- _Your objective_: From the Christy Moore entry in the folk guide, boil the paragraph beginning "A pre-Planxty album!" down to a short list of its main facts.

- _Extract to read_:
Slipcue.Com Celtic & UK Folk Guide

Christy Moore Portrait Smoky-voiced Dubliner Christy Moore is a tremendously charismatic, heartfelt and intensely political performer, and one of the longtime giants of the Irish trad scene. Originally from the trad supergroup Planxty, Moore set off on his own in mid-'70s, and to my way of thinking has been the best solo performer to come from the band. His rumbling voice carries a bit of a lilt and a great deal of conviction and, like his convictions, his arrangements have been muscular, compact and direct. Any of his old albums are worth going out of your way to find.


Christy Moore "Paddy On The Road" (Mercury, 1969)
A pre-Planxty album! It took a while for this album to track me down, but the good news is it's a delight. On his website, Moore describes this album as a "Paddy folkie greenhorn" making this debut album, a collaboration between himself and a pub band assembled by writer/producer Dominic Behan. And indeed, the opening tracks reveal a reedy-voiced tyro quite unlike the gruff Irish crooner we've come to know and love in the years since... But his vocals thicken even as the album progresses, and the Irish Rovers-y tone of the opening bars quickly gives way to a tougher tone. Largely this is due to the political content of the album, packed with the same pro-labor socialism and Irish nationalism that marked his later work: it's kinda cool to realize just how much of an unreconstructed leftie Christy Moore actually is! There's also plenty of solid folkloric material, with tunes like the "Curragh Of Kildare" and the like. Sure, maybe this particular crew didn't have the musical chops of the Planxty crew... but then again, who did, back then? This album still, sadly, hasn't made it fully into the digital era, but I'm sure eventually it will... And when it does, it's well worth tracking down and checking out.

Christy Moore "Prosperous" (Trailer/Tara, 1972)

- _Provided material_:

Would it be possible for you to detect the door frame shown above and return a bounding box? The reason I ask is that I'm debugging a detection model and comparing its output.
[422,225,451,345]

- _Answer to the problem_:
- It is Christy Moore's debut album, made before Planxty, and the writer considers it a delight.
- On his website, Moore describes himself at the time as a "Paddy folkie greenhorn."
- It was a collaboration with a pub band assembled by writer/producer Dominic Behan.
- On the opening tracks Moore's voice is reedy. His vocals thicken as the album goes on, and the early Irish Rovers-like tone turns tougher.
- The tougher tone comes largely from the political content: pro-labor socialism and Irish nationalism, the same themes found in his later work.
- The album also includes folkloric material such as "Curragh Of Kildare."
- The band may have lacked Planxty's musical skill.
- The album has not yet fully reached the digital era, but it is well worth tracking down.